▶ **To do**
(1) Render this sentence from the matrix excerpt in Spanish: "For $2\times2$ matrices it's easy enough to find a basis, but let's try and make the problem more general."
(2) Answer these questions using the matrix excerpt.
(a) What value does every entry of $U$ have?
(b) By definition of matrix multiplication, what does $Au$ equal?
(c) How can the condition be written as an expression for $a_n$?

For $2\times2$ matrices it's easy enough to find a basis, but let's try and make the problem more general. Let $U$ be the $n\times n$ matrix with all entries equal to $1$; let $u$ be the $n\times 1$ column with all entries equal to $1$.

Then, for an $n\times n$ matrix $A$, the following conditions are equivalent:

  1. $AU=0$ (the null $n\times n$ matrix)
  2. $Au=0$ (the null $n\times 1$ column)

This is because $U=[u\ u\ \dots\ u]$ and so $AU=[Au\ Au\ \dots\ Au]$ (as block matrices).

So your problem actually is to find all matrices $A$ such that $Au=0$. Write $A$ as a row of $n\times 1$ columns: $$ A=\begin{bmatrix} a_1 & a_2 & \dots & a_n \end{bmatrix} $$ Then, by definition of matrix multiplication, $$ Au=a_1+a_2+\dots+a_n $$ so your condition can be written $a_n=-(a_1+a_2+\dots+a_{n-1})$.

▶ **Supplied information**
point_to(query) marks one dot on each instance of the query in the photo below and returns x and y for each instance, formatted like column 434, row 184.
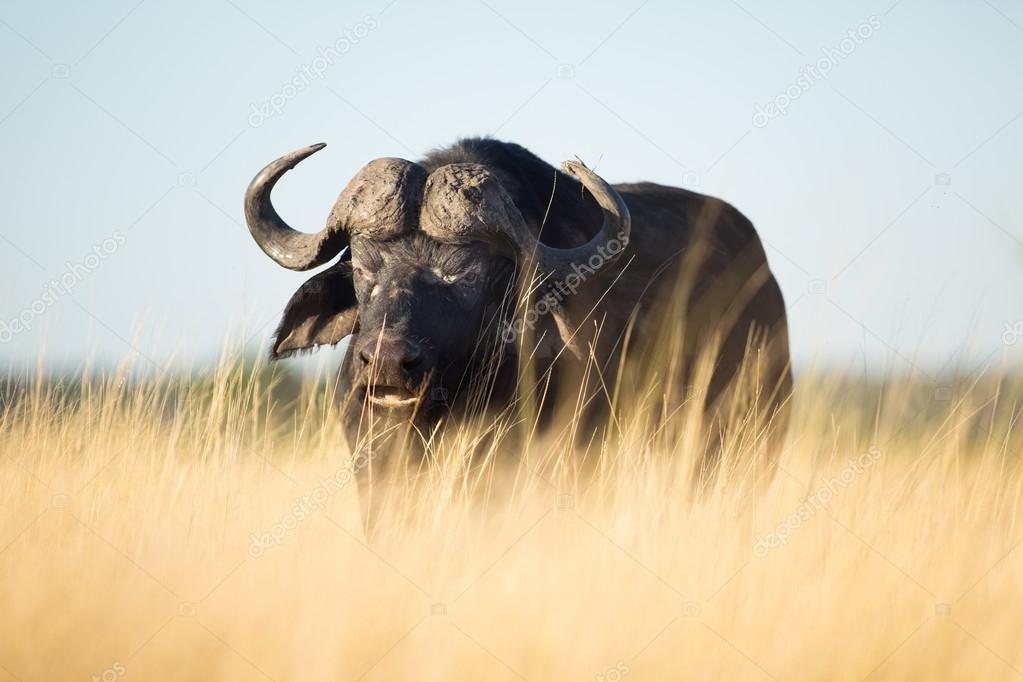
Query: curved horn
column 464, row 200
column 294, row 249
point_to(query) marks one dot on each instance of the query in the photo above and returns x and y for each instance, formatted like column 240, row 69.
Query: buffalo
column 455, row 268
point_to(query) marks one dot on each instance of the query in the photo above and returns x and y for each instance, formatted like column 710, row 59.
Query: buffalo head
column 432, row 262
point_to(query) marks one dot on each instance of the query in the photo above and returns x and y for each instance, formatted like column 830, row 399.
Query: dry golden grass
column 129, row 508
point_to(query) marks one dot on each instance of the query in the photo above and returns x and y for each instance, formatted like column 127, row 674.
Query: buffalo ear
column 322, row 312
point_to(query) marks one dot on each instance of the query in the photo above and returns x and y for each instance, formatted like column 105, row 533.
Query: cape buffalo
column 437, row 258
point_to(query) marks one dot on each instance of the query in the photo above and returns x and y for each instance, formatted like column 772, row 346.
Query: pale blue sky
column 888, row 194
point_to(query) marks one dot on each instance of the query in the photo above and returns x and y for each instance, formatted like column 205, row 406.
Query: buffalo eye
column 466, row 277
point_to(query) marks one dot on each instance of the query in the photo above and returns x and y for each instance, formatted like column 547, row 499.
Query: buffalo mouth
column 392, row 397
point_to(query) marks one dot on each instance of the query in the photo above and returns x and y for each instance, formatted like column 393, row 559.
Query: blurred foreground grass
column 203, row 528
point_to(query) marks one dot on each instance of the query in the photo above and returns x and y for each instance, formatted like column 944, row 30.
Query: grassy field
column 205, row 529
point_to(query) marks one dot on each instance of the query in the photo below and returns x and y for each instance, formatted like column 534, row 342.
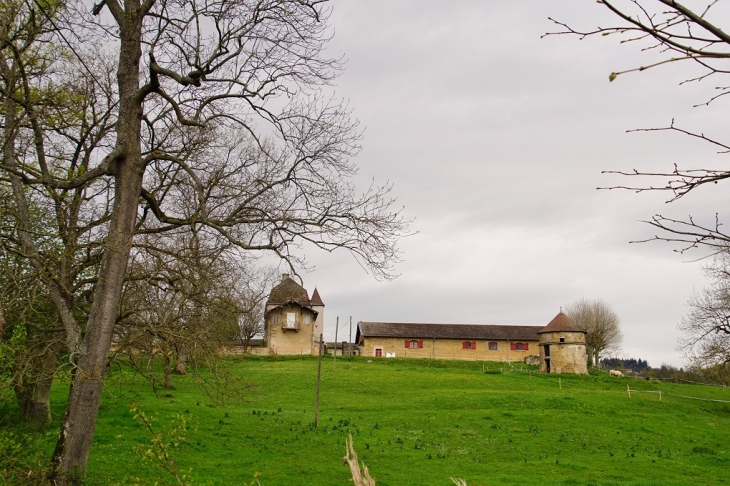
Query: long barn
column 448, row 341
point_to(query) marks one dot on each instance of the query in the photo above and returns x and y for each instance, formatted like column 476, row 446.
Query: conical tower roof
column 288, row 291
column 316, row 299
column 561, row 323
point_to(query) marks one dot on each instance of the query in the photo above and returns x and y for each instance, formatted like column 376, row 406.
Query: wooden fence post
column 334, row 362
column 319, row 374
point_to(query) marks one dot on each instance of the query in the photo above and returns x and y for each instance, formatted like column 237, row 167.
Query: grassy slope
column 415, row 423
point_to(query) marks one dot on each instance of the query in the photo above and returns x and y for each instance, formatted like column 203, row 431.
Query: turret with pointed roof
column 561, row 323
column 563, row 346
column 316, row 299
column 293, row 320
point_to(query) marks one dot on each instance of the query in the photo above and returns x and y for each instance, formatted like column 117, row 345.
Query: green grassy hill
column 416, row 422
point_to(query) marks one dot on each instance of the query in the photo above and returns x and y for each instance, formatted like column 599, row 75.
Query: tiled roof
column 447, row 331
column 288, row 291
column 561, row 323
column 316, row 299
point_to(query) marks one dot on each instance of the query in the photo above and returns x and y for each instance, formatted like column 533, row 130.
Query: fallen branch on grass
column 360, row 477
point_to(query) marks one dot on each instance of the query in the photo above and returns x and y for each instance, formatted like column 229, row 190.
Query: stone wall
column 286, row 341
column 447, row 349
column 568, row 356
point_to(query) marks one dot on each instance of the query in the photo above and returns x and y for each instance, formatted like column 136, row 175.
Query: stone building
column 447, row 341
column 293, row 321
column 563, row 347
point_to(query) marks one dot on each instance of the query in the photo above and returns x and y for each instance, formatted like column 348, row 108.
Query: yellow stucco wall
column 301, row 341
column 565, row 357
column 447, row 349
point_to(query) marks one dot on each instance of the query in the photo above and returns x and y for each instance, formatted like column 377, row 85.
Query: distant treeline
column 717, row 375
column 637, row 365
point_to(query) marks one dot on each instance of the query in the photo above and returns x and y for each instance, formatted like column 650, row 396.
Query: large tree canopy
column 133, row 118
column 672, row 32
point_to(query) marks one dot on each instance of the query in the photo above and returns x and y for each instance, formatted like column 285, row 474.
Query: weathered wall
column 565, row 357
column 301, row 341
column 447, row 349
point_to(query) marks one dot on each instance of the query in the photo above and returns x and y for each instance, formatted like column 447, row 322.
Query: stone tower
column 563, row 347
column 293, row 321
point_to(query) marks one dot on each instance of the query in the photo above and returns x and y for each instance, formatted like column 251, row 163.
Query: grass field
column 418, row 422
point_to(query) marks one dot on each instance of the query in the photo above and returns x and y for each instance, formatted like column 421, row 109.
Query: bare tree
column 224, row 126
column 673, row 33
column 706, row 328
column 602, row 326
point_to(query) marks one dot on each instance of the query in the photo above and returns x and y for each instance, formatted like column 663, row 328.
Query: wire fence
column 661, row 393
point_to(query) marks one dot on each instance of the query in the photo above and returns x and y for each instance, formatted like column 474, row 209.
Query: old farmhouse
column 563, row 347
column 293, row 321
column 447, row 341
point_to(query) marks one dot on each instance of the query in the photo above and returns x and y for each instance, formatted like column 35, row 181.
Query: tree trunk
column 77, row 430
column 168, row 379
column 182, row 360
column 2, row 324
column 24, row 396
column 41, row 407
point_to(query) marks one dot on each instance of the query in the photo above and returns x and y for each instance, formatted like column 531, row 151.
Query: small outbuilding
column 562, row 347
column 293, row 321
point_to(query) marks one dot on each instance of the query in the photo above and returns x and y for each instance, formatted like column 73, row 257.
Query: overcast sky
column 495, row 140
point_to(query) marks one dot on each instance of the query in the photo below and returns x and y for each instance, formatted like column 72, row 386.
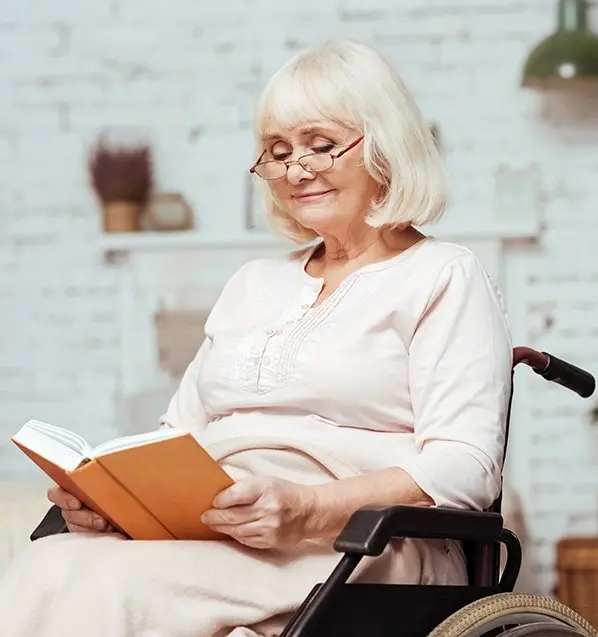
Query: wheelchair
column 487, row 605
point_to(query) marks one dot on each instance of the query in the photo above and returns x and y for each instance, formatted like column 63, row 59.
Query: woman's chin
column 316, row 218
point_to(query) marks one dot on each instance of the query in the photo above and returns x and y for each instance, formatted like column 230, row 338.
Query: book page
column 43, row 444
column 64, row 436
column 135, row 440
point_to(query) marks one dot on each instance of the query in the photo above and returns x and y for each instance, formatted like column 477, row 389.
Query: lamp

▶ **Results for each task**
(1) Para matrices de $2\times2$ es bastante fácil encontrar una base, pero intentemos hacer el problema más general.

(2)
(a) Every entry of $U$ equals $1$.
(b) $Au=a_1+a_2+\dots+a_n$.
(c) $a_n=-(a_1+a_2+\dots+a_{n-1})$.